» **抜粋**
════════

注文住宅を検討する際に坪単価を重要視する人が多く見受けられますが、そもそも坪単価の意味を正確に把握している人は果たしてどのくらいいるでしょうか。ハウスメーカーが提示している坪単価を見て、何も考えずに住宅を注文してしまうと後で予想外の出費が発生するかもしれません。
そこで今回は、坪単価とはなにかを詳しく解説していきたいと思います。ハウスメーカーと自分の両者が納得した住宅を作るためにも、基本を正しく理解しましょう。

坪単価とは

まずは坪単価の概念についてみていきましょう。

坪単価とは建物の床面積1坪(約3.3㎡)当たりの建築費

坪単価とは、建物の床面積1坪(約3.3㎡)当たりの建築費を指しています。今までに賃貸住んでいた人は、約2畳あたりの建築費だと考えると理解しやすいかもしれません。

════════

» **短い練習**
坪単価についての文章を、一字も変えずにそのまま打ち直してください。 このあとの記録は、ここでは使いません。

集めたデータの記録
════════

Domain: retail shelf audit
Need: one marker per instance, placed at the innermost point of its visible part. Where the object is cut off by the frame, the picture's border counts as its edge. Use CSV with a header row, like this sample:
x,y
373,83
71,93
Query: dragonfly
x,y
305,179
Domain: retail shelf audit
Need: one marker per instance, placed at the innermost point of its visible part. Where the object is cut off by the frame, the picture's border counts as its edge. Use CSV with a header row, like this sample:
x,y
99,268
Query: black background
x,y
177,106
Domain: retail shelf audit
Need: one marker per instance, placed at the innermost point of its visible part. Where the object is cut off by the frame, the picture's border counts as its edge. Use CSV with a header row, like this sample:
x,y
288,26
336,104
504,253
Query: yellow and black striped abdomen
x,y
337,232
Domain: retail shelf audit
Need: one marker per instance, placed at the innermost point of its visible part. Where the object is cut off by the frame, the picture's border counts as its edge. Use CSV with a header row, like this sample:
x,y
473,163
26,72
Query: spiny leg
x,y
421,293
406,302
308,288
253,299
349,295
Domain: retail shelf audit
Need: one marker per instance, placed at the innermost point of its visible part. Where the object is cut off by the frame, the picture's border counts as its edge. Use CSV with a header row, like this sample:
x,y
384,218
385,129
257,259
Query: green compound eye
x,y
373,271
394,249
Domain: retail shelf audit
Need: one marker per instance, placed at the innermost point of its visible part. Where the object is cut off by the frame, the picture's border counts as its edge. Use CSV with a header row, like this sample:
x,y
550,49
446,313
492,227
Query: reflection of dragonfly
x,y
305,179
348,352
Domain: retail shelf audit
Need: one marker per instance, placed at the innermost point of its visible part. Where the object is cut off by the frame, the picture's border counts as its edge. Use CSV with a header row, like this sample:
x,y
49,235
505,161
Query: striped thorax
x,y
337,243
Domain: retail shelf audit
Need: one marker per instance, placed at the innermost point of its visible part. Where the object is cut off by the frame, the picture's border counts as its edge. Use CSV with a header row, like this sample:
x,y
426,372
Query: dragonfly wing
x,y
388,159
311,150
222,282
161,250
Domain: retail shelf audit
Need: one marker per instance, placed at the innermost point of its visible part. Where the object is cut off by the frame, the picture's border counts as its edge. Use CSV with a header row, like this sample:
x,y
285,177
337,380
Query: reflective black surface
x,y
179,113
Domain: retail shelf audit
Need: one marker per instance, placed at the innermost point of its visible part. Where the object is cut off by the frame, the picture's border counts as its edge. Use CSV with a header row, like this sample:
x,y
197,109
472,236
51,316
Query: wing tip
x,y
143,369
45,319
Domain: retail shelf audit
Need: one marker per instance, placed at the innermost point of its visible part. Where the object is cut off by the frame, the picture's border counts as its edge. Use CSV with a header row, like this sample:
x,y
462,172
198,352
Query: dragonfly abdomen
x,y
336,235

════════

» **回答全文**
注文住宅を検討する際に坪単価を重要視する人が多く見受けられますが、そもそも坪単価の意味を正確に把握している人は果たしてどのくらいいるでしょうか。ハウスメーカーが提示している坪単価を見て、何も考えずに住宅を注文してしまうと後で予想外の出費が発生するかもしれません。
そこで今回は、坪単価とはなにかを詳しく解説していきたいと思います。ハウスメーカーと自分の両者が納得した住宅を作るためにも、基本を正しく理解しましょう。

坪単価とは

まずは坪単価の概念についてみていきましょう。

坪単価とは建物の床面積1坪(約3.3㎡)当たりの建築費

坪単価とは、建物の床面積1坪(約3.3㎡)当たりの建築費を指しています。今までに賃貸住んでいた人は、約2畳あたりの建築費だと考えると理解しやすいかもしれません。